[Records]

☆ ☆ ☆ ☆

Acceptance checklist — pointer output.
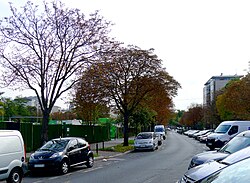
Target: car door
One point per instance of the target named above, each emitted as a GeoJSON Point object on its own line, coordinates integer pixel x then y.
{"type": "Point", "coordinates": [73, 152]}
{"type": "Point", "coordinates": [84, 150]}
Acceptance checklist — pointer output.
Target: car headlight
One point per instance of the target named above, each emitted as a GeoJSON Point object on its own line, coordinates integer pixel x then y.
{"type": "Point", "coordinates": [32, 156]}
{"type": "Point", "coordinates": [56, 155]}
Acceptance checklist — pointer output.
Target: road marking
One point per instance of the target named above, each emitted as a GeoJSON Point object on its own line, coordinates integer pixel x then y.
{"type": "Point", "coordinates": [52, 178]}
{"type": "Point", "coordinates": [38, 181]}
{"type": "Point", "coordinates": [149, 180]}
{"type": "Point", "coordinates": [115, 159]}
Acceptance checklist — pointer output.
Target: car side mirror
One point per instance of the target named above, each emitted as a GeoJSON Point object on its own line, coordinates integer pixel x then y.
{"type": "Point", "coordinates": [70, 149]}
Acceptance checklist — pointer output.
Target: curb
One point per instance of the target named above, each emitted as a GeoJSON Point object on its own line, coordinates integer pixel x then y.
{"type": "Point", "coordinates": [112, 156]}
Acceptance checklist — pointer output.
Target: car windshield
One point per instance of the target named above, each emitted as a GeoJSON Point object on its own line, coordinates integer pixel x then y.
{"type": "Point", "coordinates": [236, 144]}
{"type": "Point", "coordinates": [144, 136]}
{"type": "Point", "coordinates": [238, 172]}
{"type": "Point", "coordinates": [222, 128]}
{"type": "Point", "coordinates": [159, 130]}
{"type": "Point", "coordinates": [55, 145]}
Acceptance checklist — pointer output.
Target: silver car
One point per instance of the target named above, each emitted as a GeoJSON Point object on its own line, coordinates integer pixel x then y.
{"type": "Point", "coordinates": [200, 172]}
{"type": "Point", "coordinates": [146, 141]}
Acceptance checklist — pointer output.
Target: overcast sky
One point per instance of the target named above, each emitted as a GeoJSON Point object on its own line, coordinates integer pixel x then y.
{"type": "Point", "coordinates": [196, 39]}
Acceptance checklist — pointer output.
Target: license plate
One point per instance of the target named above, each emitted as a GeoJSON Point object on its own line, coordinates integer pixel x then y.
{"type": "Point", "coordinates": [39, 165]}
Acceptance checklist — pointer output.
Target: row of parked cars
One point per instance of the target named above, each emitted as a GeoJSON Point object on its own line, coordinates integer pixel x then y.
{"type": "Point", "coordinates": [228, 163]}
{"type": "Point", "coordinates": [58, 154]}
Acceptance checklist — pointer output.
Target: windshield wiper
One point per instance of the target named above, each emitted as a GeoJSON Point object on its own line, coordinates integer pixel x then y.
{"type": "Point", "coordinates": [227, 152]}
{"type": "Point", "coordinates": [46, 149]}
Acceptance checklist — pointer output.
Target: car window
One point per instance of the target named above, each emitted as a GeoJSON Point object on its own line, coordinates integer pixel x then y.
{"type": "Point", "coordinates": [55, 145]}
{"type": "Point", "coordinates": [81, 143]}
{"type": "Point", "coordinates": [236, 144]}
{"type": "Point", "coordinates": [159, 129]}
{"type": "Point", "coordinates": [238, 172]}
{"type": "Point", "coordinates": [222, 128]}
{"type": "Point", "coordinates": [144, 136]}
{"type": "Point", "coordinates": [73, 144]}
{"type": "Point", "coordinates": [233, 130]}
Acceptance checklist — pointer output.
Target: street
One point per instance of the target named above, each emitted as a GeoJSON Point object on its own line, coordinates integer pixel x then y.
{"type": "Point", "coordinates": [167, 164]}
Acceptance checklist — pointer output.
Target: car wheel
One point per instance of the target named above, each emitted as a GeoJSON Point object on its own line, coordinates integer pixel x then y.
{"type": "Point", "coordinates": [90, 162]}
{"type": "Point", "coordinates": [64, 167]}
{"type": "Point", "coordinates": [15, 176]}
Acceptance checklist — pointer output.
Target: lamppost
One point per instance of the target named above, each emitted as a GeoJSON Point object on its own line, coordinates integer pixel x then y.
{"type": "Point", "coordinates": [1, 107]}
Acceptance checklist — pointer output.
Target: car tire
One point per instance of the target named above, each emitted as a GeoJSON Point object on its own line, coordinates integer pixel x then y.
{"type": "Point", "coordinates": [15, 176]}
{"type": "Point", "coordinates": [90, 162]}
{"type": "Point", "coordinates": [64, 168]}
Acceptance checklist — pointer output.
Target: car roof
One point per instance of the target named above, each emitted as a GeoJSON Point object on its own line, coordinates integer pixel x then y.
{"type": "Point", "coordinates": [237, 156]}
{"type": "Point", "coordinates": [244, 134]}
{"type": "Point", "coordinates": [67, 138]}
{"type": "Point", "coordinates": [145, 132]}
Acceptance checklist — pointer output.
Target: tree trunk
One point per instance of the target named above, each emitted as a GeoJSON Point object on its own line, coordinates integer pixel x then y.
{"type": "Point", "coordinates": [45, 125]}
{"type": "Point", "coordinates": [126, 130]}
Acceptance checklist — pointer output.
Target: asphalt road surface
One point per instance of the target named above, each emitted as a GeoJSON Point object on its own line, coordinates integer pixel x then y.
{"type": "Point", "coordinates": [165, 165]}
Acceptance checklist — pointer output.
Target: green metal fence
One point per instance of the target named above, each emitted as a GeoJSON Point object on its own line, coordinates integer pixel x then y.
{"type": "Point", "coordinates": [32, 132]}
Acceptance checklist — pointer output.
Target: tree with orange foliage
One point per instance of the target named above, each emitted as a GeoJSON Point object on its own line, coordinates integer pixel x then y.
{"type": "Point", "coordinates": [125, 77]}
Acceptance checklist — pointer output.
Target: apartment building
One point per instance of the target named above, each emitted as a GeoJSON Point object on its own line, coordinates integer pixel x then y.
{"type": "Point", "coordinates": [214, 84]}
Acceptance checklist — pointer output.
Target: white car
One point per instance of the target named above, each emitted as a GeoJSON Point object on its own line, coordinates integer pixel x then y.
{"type": "Point", "coordinates": [146, 141]}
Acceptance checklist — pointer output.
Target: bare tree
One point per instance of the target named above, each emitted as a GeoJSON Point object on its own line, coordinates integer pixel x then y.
{"type": "Point", "coordinates": [45, 49]}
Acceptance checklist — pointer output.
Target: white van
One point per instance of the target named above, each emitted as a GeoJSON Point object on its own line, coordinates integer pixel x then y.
{"type": "Point", "coordinates": [226, 131]}
{"type": "Point", "coordinates": [159, 129]}
{"type": "Point", "coordinates": [12, 156]}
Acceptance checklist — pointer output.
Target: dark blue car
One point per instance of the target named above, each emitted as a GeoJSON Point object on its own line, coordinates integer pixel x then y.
{"type": "Point", "coordinates": [61, 154]}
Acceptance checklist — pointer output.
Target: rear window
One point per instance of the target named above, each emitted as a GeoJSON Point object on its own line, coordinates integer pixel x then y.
{"type": "Point", "coordinates": [222, 128]}
{"type": "Point", "coordinates": [159, 129]}
{"type": "Point", "coordinates": [10, 144]}
{"type": "Point", "coordinates": [55, 145]}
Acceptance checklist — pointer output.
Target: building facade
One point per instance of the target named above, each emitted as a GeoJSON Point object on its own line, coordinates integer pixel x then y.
{"type": "Point", "coordinates": [214, 84]}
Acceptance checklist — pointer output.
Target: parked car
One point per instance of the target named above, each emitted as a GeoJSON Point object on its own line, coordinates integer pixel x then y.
{"type": "Point", "coordinates": [226, 131]}
{"type": "Point", "coordinates": [239, 142]}
{"type": "Point", "coordinates": [12, 156]}
{"type": "Point", "coordinates": [160, 138]}
{"type": "Point", "coordinates": [61, 154]}
{"type": "Point", "coordinates": [191, 134]}
{"type": "Point", "coordinates": [202, 132]}
{"type": "Point", "coordinates": [146, 140]}
{"type": "Point", "coordinates": [160, 129]}
{"type": "Point", "coordinates": [200, 172]}
{"type": "Point", "coordinates": [203, 138]}
{"type": "Point", "coordinates": [238, 172]}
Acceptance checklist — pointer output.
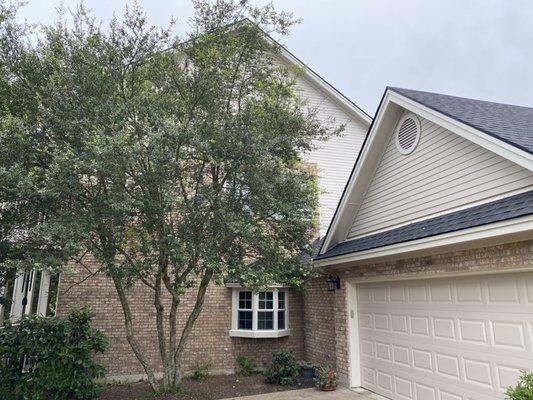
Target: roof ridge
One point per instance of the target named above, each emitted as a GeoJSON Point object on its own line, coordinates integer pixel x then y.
{"type": "Point", "coordinates": [399, 90]}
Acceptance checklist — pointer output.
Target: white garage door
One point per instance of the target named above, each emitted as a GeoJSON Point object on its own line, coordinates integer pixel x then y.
{"type": "Point", "coordinates": [446, 339]}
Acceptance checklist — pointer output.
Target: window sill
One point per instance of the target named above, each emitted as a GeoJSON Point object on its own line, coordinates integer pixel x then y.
{"type": "Point", "coordinates": [259, 334]}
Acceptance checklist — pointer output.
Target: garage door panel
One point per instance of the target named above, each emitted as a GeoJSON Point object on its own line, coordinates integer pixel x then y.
{"type": "Point", "coordinates": [465, 338]}
{"type": "Point", "coordinates": [423, 384]}
{"type": "Point", "coordinates": [506, 337]}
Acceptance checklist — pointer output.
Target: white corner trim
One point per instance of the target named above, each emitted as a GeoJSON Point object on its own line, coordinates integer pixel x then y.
{"type": "Point", "coordinates": [259, 334]}
{"type": "Point", "coordinates": [353, 335]}
{"type": "Point", "coordinates": [513, 226]}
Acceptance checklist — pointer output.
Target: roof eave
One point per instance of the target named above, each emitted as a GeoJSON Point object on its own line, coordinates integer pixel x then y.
{"type": "Point", "coordinates": [498, 232]}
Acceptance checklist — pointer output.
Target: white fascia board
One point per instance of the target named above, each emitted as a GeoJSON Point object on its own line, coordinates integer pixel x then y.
{"type": "Point", "coordinates": [515, 226]}
{"type": "Point", "coordinates": [347, 202]}
{"type": "Point", "coordinates": [350, 201]}
{"type": "Point", "coordinates": [482, 139]}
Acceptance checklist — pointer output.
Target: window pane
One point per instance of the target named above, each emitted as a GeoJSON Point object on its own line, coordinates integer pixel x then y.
{"type": "Point", "coordinates": [265, 320]}
{"type": "Point", "coordinates": [281, 319]}
{"type": "Point", "coordinates": [266, 300]}
{"type": "Point", "coordinates": [281, 300]}
{"type": "Point", "coordinates": [245, 300]}
{"type": "Point", "coordinates": [245, 320]}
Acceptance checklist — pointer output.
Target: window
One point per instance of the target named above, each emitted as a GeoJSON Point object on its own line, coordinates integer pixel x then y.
{"type": "Point", "coordinates": [245, 311]}
{"type": "Point", "coordinates": [31, 292]}
{"type": "Point", "coordinates": [260, 315]}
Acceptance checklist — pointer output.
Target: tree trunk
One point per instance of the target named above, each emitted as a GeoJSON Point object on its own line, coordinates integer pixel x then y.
{"type": "Point", "coordinates": [193, 316]}
{"type": "Point", "coordinates": [128, 323]}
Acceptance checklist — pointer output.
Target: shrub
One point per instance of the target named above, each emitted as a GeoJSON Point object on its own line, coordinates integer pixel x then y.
{"type": "Point", "coordinates": [325, 378]}
{"type": "Point", "coordinates": [283, 370]}
{"type": "Point", "coordinates": [50, 358]}
{"type": "Point", "coordinates": [247, 366]}
{"type": "Point", "coordinates": [524, 388]}
{"type": "Point", "coordinates": [200, 372]}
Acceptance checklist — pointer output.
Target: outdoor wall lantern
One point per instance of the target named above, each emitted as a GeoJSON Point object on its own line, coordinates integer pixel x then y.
{"type": "Point", "coordinates": [334, 283]}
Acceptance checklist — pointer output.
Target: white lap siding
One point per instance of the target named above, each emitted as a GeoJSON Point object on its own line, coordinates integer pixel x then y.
{"type": "Point", "coordinates": [443, 173]}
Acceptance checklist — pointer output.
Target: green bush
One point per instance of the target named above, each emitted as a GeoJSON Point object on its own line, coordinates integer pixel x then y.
{"type": "Point", "coordinates": [50, 358]}
{"type": "Point", "coordinates": [283, 370]}
{"type": "Point", "coordinates": [524, 388]}
{"type": "Point", "coordinates": [200, 372]}
{"type": "Point", "coordinates": [247, 366]}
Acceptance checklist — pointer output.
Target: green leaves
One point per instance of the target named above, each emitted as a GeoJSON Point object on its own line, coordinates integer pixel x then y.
{"type": "Point", "coordinates": [168, 160]}
{"type": "Point", "coordinates": [523, 389]}
{"type": "Point", "coordinates": [57, 353]}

☆ ☆ ☆ ☆

## Task description
Find every line in the items above that contains the word "building", and copy each of those lines.

## Expected answer
Target: apartment building
Target: building facade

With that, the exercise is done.